▶ _Required work_
Report every line in the listing that contains the string "antenna".

BEGIN Information given

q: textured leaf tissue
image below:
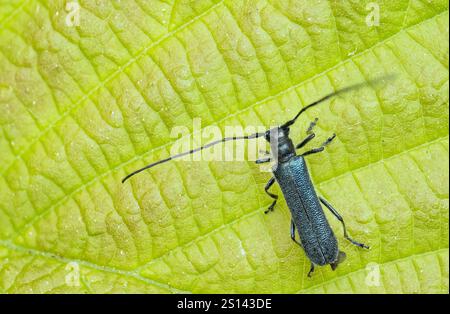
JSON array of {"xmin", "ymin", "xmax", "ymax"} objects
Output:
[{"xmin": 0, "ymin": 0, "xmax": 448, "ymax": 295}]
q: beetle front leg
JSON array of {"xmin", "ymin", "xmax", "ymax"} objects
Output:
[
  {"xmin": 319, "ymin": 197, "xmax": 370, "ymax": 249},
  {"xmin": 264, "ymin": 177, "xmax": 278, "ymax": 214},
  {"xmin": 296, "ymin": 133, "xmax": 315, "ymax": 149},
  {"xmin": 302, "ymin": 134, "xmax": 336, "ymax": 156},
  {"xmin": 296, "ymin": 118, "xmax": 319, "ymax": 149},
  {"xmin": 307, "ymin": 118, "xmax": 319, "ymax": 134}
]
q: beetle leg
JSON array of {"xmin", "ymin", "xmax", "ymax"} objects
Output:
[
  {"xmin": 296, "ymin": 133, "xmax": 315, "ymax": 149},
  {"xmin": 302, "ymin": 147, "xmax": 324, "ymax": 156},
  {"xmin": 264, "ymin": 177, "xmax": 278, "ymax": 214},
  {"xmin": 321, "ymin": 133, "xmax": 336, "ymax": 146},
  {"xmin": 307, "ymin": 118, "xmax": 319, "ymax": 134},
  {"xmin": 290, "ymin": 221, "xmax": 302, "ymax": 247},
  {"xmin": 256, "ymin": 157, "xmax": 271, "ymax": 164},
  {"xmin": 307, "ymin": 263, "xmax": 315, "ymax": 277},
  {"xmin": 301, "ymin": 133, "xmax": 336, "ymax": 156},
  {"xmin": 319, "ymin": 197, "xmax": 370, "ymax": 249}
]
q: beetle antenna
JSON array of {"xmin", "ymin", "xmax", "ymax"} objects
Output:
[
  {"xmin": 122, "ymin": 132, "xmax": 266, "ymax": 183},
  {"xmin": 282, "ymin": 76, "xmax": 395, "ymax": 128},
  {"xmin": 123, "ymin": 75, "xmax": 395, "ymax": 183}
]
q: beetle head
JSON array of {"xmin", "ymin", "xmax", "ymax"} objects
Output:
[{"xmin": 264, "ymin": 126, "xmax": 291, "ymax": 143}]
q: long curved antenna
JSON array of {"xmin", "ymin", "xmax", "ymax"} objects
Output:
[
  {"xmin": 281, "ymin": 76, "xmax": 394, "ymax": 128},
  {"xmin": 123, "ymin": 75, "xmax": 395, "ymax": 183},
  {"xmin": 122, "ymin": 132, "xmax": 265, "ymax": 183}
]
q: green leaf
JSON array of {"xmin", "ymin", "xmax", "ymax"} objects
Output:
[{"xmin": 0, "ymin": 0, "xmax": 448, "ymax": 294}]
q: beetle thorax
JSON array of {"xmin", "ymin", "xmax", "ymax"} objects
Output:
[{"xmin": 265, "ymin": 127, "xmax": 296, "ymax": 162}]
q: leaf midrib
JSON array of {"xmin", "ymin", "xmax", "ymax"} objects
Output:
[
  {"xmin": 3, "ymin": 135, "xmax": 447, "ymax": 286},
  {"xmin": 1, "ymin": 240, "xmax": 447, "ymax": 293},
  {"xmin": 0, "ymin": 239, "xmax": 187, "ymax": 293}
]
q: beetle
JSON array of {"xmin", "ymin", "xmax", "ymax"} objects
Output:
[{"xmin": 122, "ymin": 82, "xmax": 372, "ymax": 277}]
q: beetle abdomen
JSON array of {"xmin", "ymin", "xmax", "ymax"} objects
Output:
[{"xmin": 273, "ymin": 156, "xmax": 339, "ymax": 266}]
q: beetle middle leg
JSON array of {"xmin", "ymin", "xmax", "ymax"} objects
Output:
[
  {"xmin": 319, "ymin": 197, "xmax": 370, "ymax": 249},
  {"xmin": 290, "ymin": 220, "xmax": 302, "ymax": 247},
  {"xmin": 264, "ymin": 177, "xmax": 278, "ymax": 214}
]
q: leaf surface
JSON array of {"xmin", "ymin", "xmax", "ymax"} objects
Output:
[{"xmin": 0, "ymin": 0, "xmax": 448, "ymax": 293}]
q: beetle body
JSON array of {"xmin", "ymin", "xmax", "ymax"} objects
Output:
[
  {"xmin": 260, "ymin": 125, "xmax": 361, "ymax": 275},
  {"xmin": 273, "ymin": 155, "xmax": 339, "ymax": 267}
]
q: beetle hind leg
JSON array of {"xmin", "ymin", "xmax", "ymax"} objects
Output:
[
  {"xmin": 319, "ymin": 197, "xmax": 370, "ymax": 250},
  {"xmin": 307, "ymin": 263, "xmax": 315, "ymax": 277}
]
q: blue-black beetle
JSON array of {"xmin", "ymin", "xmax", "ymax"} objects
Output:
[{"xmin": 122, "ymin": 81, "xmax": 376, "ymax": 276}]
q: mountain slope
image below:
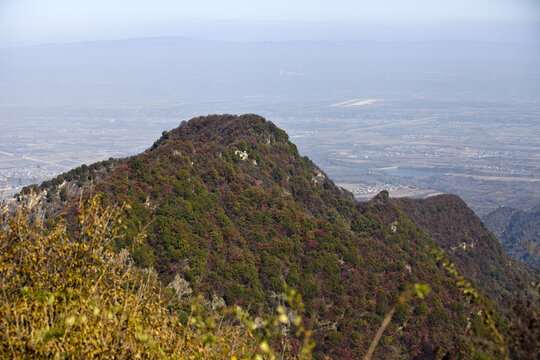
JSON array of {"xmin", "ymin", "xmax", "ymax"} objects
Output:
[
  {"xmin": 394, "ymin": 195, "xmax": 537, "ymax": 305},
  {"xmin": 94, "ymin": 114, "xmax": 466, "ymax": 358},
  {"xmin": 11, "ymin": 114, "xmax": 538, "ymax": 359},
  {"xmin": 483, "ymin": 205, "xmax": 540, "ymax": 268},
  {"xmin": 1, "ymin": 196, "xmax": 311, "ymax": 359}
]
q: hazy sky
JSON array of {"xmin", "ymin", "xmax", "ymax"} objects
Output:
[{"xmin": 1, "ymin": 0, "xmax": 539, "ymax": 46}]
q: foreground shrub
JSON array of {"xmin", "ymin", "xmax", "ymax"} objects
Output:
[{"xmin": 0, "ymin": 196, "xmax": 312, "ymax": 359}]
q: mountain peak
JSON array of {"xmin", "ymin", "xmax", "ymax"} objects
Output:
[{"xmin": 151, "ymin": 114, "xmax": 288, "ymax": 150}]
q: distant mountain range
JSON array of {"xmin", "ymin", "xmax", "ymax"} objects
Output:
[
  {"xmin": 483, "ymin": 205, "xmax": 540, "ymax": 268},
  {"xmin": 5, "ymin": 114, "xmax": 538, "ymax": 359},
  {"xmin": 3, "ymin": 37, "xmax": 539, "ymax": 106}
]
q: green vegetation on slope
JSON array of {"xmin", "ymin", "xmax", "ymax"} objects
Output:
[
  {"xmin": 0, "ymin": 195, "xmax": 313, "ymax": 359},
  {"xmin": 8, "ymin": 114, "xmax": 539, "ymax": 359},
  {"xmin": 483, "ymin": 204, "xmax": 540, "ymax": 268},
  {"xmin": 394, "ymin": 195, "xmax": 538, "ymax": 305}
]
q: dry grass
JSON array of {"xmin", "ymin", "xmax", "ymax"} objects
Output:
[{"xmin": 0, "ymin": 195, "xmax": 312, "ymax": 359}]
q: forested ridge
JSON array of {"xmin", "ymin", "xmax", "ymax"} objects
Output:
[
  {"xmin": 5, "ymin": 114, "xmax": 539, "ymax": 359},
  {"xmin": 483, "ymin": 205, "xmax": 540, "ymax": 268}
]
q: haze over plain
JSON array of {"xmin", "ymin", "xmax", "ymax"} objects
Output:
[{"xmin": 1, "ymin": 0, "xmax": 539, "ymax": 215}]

END Information given
BEGIN Information given

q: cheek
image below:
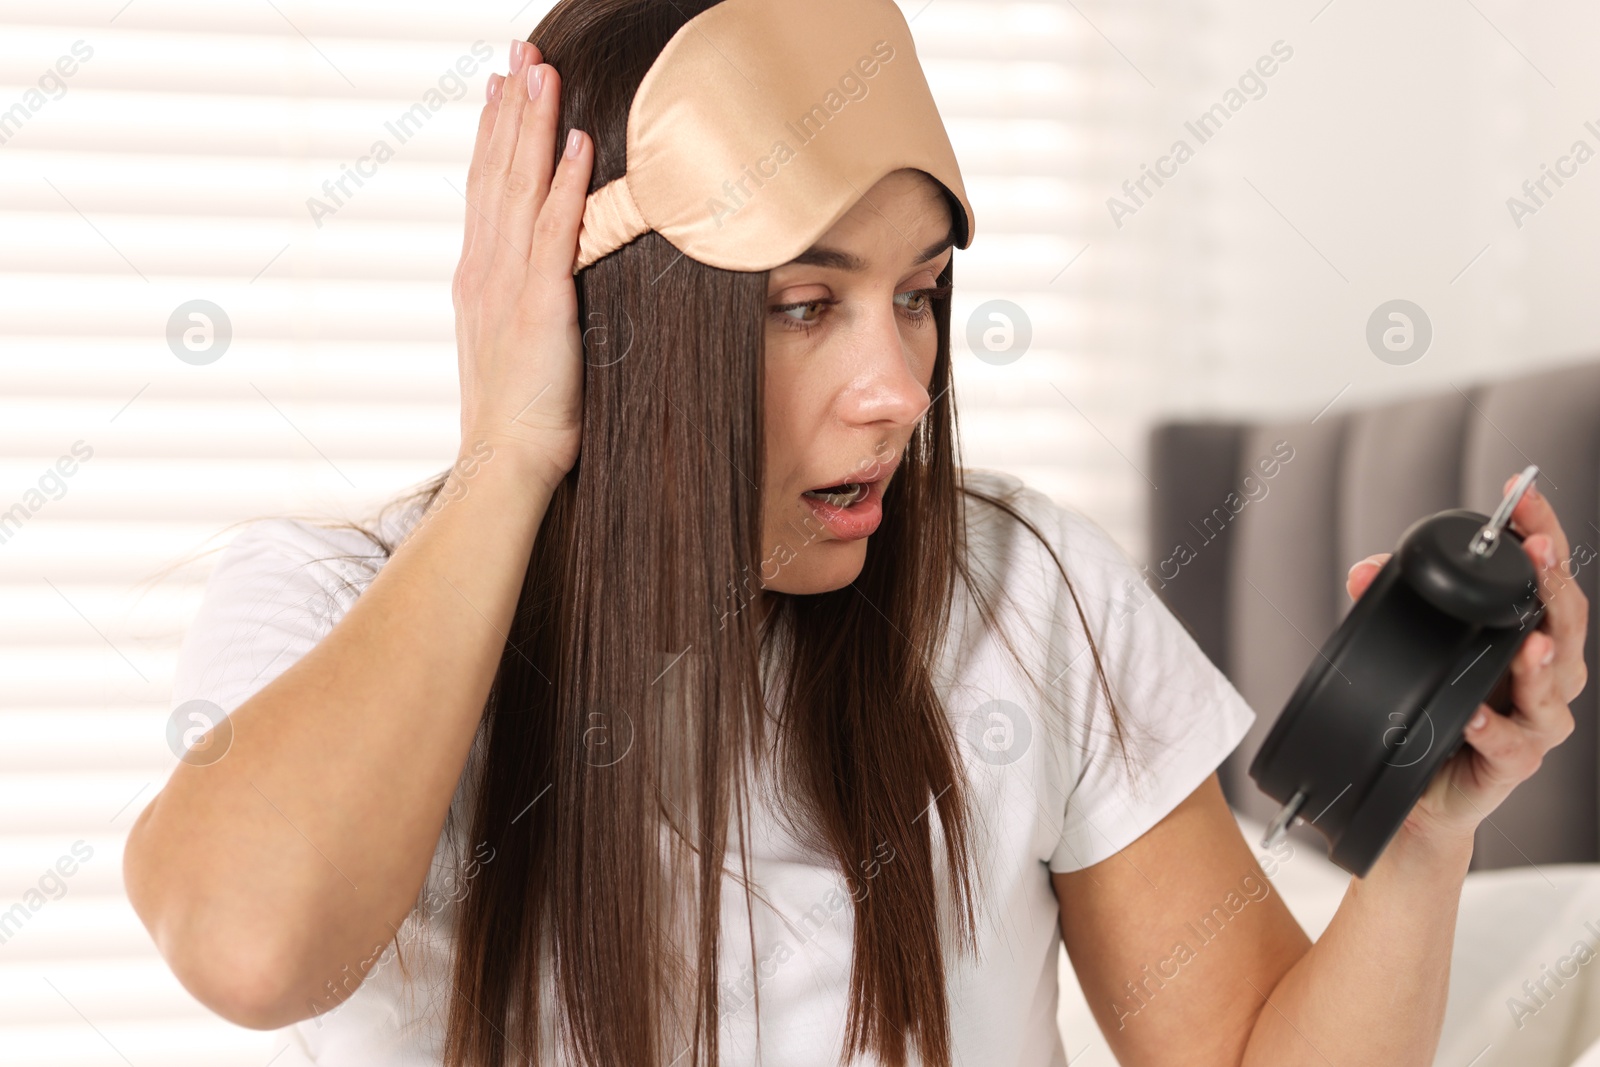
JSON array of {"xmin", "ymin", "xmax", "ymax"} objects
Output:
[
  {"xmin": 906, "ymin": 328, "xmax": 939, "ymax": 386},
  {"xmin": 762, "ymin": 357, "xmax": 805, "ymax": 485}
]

END Information given

▶ _Solution_
q: beetle antenna
q: long curved antenna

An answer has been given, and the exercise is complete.